● Lesetext
━━━━━━
Erfolg mit dem Kuschelhormon
Auch Oxytocin hat interessante Eigenschaften. Normalerweise als "Kuschelhormon" und als Auslöser von Wehen bekannt, profitieren Suchtpatienten ebenfalls von diesem Neuropeptid. Forscher verabreichten bei einer randomisierten, doppelt verblindeten Studie sieben Patienten Oxytocin, während vier Patienten Placebo erhielten. Alle Teilnehmer hatten zu Beginn viel Alkohol konsumiert und beim Versuch, von ihrer Sucht loszukommen, über starke Entzugssymptome geklagt. Unter Verum benötigten die Betroffenen kein beziehungsweise weniger Lorazepam als Personen im Placebo-Arm. Weitere Arbeiten müssen folgen, um den langfristigen Wert des Peptidhormons zu bewerten.
Weniger ist mehr
Nicht immer gelingt es, Patienten in die Abstinenz zu führen. Therapeuten versuchen alternativ, den Alkoholkonsum wenigstens zu verringern. Hier kommt der Opioid-Rezeptor-Antagonist Nalmefen zum Einsatz. Patienten sollten den Arzneistoff einnehmen, bevor sie zur Flasche greifen – um ihren Konsum zu verringern. Für Nalmefen liegen Ergebnisse aus diversen Phase-III-Studien vor. Die Teilnehmer haben vor Studienbeginn mehr als sechs "heavy drinking days" (HDD) mit täglich mindestens 60 Gramm Ethanol (Männer) beziehungsweise 40 Gramm Ethanol (Frauen) zu Protokoll. Parallel zur Psychotherapie erhielten sie Nalmefen oder Placebo. Nach einem Jahr hatte sich der Konsum unter Verum signifikant um bis zu 60 Prozent verringert. Daraufhin sprach sich die Europäische Arzneimittelagentur EMA für eine Zulassung aus. Zielgruppe sind Patienten mit hohem Alkoholkonsum, bei denen keine Entgiftung möglich ist. Ihnen könnte bereits Mitte 2013 Nalmefen verordnet werden.
━━━━━━
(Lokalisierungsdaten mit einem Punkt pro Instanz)

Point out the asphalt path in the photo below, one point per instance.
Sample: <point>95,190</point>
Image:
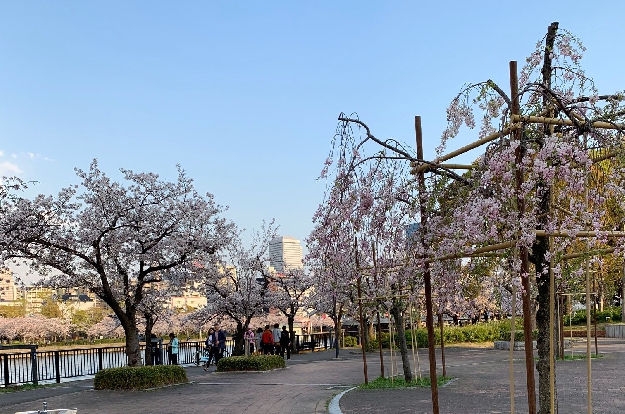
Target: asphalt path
<point>311,380</point>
━━━━━━
● Aufgaben
1. Beantworte anhand des Lesetexts:
(a) Wie vielen Patienten wurde in der randomisierten Studie Oxytocin verabreicht?
(b) Welches Mittel brauchten die Betroffenen unter Verum gar nicht oder in geringerer Menge?
(c) Um wie viel Prozent war der Konsum unter Nalmefen nach einem Jahr gesunken?
2. Schreib den Abschnitt des Lesetexts ab, der bei "Erfolg mit dem" beginnt und bei "Peptidhormons zu bewerten." endet, und ersetze dabei "Kuschelhormon" durch "Bindungshormon".
3. Schreib den Lesetext über Medikamente gegen Alkoholsucht nach seinem letzten Satz weiter.

● Antworten
1.
(a) Sieben Patienten.
(b) Lorazepam.
(c) Um bis zu 60 Prozent.

2.
Erfolg mit dem Bindungshormon
Auch Oxytocin hat interessante Eigenschaften. Normalerweise als "Bindungshormon" und als Auslöser von Wehen bekannt, profitieren Suchtpatienten ebenfalls von diesem Neuropeptid. Forscher verabreichten bei einer randomisierten, doppelt verblindeten Studie sieben Patienten Oxytocin, während vier Patienten Placebo erhielten. Alle Teilnehmer hatten zu Beginn viel Alkohol konsumiert und beim Versuch, von ihrer Sucht loszukommen, über starke Entzugssymptome geklagt. Unter Verum benötigten die Betroffenen kein beziehungsweise weniger Lorazepam als Personen im Placebo-Arm. Weitere Arbeiten müssen folgen, um den langfristigen Wert des Peptidhormons zu bewerten.

3.
Unpopuläre Maßnahmen
Jenseits von Medizin und Pharmazie bleiben noch gesetzliche Eingriffe zu bewerten. Kollegen des Zentrums für Suchtforschung in British Columbia ermittelten, dass Preise für alkoholische Getränke eine zentrale Rolle spielen. Von 2002 bis 2009 verteuerten kanadische Politiker alkoholische Getränke um zehn Prozent, indem sie Mindestpreise einführten. Und siehe da – zeitgleich sank die alkoholassoziierte Mortalität um 32 Prozent. Selbst starke Trinker ohne jegliche Behandlung schränkten ihren Konsum ein.
Als der Staat sein Monopol, Hochprozentiges nur in eigenen Geschäften zu verkaufen, schließlich fallen ließ, entstanden zusätzlich private Verkaufsstellen. Prompt stieg die Mortalität wieder um zwei Prozent an. Entsprechende Zahlen belegen, dass bei Maßnahmen gegen Alkoholabhängigkeit Medizin, Pharmazie und Politik an einem Strang ziehen müssen.